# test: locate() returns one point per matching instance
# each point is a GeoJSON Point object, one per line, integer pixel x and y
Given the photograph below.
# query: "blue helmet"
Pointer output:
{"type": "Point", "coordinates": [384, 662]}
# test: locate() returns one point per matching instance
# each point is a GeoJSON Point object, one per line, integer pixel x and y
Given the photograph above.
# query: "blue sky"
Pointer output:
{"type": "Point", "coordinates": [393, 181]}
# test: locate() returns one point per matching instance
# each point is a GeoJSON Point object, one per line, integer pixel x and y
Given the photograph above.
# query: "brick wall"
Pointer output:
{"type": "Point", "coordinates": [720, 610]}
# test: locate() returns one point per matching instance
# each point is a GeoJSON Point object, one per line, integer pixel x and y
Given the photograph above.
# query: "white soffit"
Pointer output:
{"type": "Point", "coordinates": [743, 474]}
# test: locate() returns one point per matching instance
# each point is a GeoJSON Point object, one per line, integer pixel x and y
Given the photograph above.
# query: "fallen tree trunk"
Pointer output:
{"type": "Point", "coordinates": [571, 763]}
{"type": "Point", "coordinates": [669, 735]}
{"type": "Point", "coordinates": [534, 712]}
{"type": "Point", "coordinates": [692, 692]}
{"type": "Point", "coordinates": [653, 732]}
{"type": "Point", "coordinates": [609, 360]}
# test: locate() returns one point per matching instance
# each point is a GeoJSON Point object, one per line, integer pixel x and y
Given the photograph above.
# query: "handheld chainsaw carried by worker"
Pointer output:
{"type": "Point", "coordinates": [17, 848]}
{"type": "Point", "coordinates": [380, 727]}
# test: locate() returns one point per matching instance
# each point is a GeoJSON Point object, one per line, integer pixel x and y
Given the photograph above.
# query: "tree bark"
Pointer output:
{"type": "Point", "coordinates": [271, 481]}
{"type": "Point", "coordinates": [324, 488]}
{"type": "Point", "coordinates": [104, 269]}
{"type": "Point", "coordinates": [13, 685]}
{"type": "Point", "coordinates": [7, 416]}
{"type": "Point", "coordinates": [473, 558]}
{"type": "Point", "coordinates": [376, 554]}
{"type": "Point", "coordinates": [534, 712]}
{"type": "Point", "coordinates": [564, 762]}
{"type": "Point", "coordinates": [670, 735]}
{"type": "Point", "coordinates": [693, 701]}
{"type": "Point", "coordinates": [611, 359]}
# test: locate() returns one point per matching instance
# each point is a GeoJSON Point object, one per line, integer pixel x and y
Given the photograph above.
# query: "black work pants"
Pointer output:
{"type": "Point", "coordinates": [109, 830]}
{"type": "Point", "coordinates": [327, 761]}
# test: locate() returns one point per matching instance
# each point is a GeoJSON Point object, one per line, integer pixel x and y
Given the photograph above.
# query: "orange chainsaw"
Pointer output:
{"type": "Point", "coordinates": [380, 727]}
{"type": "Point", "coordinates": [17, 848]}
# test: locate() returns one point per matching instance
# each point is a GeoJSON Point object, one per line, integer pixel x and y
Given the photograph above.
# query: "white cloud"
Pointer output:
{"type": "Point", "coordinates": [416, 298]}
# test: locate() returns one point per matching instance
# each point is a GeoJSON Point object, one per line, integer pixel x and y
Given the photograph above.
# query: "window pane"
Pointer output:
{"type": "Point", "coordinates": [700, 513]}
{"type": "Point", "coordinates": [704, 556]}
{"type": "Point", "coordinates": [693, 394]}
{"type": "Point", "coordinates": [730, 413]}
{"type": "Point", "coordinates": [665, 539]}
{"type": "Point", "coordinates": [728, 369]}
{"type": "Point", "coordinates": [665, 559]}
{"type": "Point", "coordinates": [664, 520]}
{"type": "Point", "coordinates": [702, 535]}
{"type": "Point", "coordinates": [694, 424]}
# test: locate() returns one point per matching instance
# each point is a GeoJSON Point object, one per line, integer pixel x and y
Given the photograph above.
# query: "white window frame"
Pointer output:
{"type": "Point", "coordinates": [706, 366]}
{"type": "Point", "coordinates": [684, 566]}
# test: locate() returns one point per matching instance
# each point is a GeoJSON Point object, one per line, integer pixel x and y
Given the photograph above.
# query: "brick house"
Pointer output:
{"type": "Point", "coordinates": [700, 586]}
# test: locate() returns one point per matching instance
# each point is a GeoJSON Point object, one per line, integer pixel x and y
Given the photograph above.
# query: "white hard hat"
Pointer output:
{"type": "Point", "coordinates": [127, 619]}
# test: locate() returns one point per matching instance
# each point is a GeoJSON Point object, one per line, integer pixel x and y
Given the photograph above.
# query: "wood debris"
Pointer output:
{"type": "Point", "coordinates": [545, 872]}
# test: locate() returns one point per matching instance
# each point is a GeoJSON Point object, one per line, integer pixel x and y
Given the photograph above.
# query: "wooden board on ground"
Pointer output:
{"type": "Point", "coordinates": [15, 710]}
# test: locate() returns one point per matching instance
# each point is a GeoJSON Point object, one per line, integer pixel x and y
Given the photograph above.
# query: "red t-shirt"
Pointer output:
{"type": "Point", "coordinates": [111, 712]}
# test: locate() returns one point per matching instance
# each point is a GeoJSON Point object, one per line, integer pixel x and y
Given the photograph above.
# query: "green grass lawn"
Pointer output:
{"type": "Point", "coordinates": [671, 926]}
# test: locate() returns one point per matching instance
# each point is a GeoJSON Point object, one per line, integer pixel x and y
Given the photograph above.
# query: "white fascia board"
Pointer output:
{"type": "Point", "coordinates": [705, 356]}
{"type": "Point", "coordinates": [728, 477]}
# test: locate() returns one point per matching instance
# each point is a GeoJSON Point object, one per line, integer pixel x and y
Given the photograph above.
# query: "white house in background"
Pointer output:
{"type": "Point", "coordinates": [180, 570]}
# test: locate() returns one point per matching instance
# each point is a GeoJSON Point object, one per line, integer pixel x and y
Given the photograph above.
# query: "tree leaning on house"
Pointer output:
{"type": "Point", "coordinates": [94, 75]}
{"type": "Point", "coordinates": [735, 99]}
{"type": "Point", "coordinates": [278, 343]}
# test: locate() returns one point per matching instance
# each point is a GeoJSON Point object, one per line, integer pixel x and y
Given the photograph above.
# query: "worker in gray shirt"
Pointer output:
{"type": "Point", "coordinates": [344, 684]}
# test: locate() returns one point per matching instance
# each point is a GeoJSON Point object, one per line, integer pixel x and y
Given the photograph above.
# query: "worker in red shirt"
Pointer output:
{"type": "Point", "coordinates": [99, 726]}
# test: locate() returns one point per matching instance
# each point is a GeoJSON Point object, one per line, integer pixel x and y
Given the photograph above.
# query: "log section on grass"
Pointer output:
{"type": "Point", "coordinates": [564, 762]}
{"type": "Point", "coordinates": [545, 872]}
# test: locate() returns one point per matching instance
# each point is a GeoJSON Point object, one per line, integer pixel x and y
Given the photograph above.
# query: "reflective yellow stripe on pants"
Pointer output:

_WHAT THE EXERCISE ASKS_
Among the entries above, determine how many lines hold the string "chainsaw" and report that number alone.

_COMPLETED TASK_
2